**CONSEGNA:**
Rispondi a queste domande sul brano dedicato alla cucina di Stromboli, con ogni risposta su una riga e segnata con la stessa lettera della domanda.
(a) Da quale caseificio, e su quale isola, vengono recuperati i formaggi?
(b) Da dove bisogna far arrivare le verdure?
(c) Quali ingredienti asciugati dal sole o dal sale vengono citati fra parentesi?

**BRANO PROPOSTO:**
######

Bisogna fare una costante selezione del prodotto, fare riferimento ai produttori più vicini, delle altre isole, ridurre le distanze per quanto possibile.

Anche le verdure sono un grande problema. Sull’isola c’è poco prodotto, e bisogna farlo arrivare dalla Sicilia senza che ne risenta la qualità.

«Nelle isole vicine ci sono realtà agricole e casearie di grande rilievo. Penso al Caseificio Lo Piccolo, a Vulcano, da cui recupero i formaggi, o le buonissime more addomesticate, cresciute sui filari per aumentarne la resa. Il resto lo recupero dalla Sicilia, compresa la mia carta dei vini, che ha solo etichette della nostra regione.»

Intanto si avvicina l’ora del pasto e, dopo tante chiacchiere sul pesce, quello che rimane è capire meglio cosa sarà del pesce una volta in cucina. Quelli di Stromboli sono piatti tipicamente poveri, arricchiti degli odori delle erbe aromatiche dell’isola e di ingredienti quasi sempre asciugati dal sole o dal sale (pomodori secchi, capperi, pangrattato). C’è un pesce che meglio rappresenta questo mare?

######

**MATERIALE MOSTRATO:**
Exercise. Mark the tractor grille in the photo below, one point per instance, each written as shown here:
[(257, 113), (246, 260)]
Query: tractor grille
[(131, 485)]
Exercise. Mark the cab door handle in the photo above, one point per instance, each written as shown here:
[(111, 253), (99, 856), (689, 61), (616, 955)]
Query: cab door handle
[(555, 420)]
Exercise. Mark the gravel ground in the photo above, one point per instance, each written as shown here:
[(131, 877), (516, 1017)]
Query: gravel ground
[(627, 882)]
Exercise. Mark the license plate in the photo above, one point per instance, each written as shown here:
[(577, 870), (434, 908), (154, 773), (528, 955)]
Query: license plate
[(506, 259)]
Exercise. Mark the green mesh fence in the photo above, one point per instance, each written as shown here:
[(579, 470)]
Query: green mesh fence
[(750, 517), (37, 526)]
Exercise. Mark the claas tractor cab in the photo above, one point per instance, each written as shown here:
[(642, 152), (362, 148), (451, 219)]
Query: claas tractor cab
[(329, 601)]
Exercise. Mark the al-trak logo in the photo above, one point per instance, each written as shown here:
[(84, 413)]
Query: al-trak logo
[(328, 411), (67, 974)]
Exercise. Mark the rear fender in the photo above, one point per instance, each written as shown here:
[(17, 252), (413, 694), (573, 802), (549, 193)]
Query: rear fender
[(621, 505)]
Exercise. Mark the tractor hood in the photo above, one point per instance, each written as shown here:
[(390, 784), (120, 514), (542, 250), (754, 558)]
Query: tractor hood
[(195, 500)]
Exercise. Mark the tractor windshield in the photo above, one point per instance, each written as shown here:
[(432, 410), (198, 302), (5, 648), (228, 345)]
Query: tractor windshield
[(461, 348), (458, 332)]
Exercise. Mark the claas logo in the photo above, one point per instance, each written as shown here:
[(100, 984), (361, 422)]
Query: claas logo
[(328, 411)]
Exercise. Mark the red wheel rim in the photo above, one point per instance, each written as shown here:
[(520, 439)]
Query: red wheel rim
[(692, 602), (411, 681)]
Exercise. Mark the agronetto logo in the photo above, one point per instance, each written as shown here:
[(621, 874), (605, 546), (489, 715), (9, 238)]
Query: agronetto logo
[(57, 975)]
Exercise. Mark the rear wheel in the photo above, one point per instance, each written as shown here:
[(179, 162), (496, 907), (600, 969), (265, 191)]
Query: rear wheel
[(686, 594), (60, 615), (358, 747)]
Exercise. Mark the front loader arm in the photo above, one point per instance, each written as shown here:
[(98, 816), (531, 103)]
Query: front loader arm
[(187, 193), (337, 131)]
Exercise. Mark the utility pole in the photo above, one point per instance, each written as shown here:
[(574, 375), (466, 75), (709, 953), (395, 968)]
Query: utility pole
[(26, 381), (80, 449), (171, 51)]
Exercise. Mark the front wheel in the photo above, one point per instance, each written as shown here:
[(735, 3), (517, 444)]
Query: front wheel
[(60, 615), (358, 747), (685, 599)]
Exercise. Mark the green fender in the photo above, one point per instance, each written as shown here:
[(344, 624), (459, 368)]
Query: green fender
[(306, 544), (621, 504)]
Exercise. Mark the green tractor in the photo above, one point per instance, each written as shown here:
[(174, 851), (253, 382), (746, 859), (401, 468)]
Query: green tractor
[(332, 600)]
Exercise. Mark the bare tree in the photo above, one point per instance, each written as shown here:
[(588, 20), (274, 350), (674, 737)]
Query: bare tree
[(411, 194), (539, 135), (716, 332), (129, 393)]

######

**SOLUZIONE:**
(a) Dal Caseificio Lo Piccolo, a Vulcano.
(b) Dalla Sicilia.
(c) Pomodori secchi, capperi e pangrattato.